Count the lines in the rows below that contain the string "drawer", and give only that number.

▸ **Material provided**:
------------
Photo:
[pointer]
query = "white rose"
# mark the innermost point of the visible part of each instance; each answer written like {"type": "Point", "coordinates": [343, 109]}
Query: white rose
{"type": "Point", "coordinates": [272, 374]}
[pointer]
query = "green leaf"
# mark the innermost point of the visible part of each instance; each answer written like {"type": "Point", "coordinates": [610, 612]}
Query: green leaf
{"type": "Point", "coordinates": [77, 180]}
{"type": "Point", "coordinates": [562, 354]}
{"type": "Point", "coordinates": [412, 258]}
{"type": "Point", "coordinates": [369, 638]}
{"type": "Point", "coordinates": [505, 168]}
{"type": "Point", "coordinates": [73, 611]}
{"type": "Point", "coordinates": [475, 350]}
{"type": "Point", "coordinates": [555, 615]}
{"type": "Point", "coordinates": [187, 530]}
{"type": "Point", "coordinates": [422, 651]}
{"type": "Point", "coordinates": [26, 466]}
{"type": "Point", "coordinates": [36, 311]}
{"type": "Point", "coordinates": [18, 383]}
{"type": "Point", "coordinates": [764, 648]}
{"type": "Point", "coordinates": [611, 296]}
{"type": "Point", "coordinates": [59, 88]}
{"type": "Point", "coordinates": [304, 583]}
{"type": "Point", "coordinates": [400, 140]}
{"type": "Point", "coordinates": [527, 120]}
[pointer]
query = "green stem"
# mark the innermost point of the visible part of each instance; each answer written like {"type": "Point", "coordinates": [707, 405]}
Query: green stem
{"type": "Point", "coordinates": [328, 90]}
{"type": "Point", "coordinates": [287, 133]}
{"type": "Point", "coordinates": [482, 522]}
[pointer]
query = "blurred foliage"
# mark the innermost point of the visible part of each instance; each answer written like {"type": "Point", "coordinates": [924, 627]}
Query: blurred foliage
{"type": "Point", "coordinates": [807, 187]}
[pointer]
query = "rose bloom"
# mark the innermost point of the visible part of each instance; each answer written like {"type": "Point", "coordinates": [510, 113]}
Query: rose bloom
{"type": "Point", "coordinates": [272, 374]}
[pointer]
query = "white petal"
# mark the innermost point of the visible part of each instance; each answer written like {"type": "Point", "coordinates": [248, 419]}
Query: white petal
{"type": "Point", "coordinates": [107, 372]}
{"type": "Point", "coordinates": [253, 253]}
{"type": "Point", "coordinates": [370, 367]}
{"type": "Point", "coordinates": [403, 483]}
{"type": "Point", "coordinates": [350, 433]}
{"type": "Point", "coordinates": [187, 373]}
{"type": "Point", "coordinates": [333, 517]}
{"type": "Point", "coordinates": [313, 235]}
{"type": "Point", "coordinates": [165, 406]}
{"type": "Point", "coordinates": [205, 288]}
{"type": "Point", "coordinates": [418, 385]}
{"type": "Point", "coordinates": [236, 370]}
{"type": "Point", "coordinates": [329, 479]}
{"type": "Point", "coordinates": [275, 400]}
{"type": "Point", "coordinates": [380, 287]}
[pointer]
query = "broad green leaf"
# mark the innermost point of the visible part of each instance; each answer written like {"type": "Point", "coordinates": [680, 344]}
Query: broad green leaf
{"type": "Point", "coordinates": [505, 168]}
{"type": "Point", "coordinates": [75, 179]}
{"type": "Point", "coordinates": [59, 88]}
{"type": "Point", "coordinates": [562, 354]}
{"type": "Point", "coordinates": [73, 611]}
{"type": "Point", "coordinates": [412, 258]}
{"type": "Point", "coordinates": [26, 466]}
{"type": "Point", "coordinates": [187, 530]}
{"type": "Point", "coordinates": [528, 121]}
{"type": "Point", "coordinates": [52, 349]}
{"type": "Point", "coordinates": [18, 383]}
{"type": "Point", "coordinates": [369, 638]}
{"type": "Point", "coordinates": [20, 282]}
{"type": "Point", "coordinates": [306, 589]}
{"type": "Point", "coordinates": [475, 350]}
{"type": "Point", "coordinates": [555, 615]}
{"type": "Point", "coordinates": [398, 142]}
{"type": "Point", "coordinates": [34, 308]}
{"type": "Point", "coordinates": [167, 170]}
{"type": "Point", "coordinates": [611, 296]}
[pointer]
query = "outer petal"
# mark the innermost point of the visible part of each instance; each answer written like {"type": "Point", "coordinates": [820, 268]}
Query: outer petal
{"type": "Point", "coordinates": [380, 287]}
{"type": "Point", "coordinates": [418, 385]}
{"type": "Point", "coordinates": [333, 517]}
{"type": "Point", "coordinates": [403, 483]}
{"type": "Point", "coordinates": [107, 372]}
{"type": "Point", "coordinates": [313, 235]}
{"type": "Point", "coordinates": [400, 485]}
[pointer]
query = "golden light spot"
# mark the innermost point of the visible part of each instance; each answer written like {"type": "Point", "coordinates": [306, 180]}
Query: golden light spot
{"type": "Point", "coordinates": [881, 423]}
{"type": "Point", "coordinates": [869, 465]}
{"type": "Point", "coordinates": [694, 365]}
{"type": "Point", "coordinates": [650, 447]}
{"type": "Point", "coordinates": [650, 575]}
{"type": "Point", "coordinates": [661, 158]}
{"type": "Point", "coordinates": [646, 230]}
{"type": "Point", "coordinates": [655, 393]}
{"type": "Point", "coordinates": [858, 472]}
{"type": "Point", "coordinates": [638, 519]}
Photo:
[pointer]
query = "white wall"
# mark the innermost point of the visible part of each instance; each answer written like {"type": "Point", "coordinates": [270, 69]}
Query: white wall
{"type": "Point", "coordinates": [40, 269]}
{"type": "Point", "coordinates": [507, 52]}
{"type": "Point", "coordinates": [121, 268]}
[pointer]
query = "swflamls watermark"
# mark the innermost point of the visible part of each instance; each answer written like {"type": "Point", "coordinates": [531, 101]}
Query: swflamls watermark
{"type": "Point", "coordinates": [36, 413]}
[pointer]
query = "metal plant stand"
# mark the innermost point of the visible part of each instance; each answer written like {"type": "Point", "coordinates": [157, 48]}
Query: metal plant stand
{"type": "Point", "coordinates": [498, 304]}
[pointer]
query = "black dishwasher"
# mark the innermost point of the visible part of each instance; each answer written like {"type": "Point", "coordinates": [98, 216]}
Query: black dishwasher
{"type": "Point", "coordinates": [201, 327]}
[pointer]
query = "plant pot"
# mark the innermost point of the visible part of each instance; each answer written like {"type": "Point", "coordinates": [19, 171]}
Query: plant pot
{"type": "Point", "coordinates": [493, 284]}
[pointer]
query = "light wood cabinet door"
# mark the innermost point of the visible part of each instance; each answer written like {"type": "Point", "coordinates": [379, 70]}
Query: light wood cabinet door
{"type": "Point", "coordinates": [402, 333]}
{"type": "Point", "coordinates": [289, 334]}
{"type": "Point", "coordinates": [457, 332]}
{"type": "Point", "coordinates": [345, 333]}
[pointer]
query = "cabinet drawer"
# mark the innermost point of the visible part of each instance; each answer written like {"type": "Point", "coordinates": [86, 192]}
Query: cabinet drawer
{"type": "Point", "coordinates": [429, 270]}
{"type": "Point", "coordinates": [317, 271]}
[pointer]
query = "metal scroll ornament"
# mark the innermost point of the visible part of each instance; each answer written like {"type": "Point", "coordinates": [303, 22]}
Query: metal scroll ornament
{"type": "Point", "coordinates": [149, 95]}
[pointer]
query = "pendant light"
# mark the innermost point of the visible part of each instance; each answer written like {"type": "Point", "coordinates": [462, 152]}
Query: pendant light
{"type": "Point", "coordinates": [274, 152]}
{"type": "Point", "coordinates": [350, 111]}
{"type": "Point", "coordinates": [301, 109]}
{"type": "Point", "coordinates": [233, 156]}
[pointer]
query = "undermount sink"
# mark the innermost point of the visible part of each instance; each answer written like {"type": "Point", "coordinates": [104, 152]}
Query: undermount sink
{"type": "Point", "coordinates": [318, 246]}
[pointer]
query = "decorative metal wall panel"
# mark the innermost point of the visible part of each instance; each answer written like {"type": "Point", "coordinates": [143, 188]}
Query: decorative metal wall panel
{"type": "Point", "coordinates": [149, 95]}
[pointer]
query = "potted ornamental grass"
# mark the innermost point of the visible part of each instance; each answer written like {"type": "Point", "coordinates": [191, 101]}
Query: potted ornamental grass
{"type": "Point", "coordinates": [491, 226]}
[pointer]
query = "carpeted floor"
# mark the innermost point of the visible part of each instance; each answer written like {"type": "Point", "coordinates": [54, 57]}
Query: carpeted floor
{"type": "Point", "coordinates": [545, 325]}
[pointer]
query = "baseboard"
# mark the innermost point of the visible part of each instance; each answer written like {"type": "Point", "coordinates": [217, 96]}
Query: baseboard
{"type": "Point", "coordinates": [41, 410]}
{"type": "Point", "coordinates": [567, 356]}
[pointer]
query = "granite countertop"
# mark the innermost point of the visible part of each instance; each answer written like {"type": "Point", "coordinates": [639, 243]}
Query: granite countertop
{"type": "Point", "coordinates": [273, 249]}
------------
▸ **The result**:
2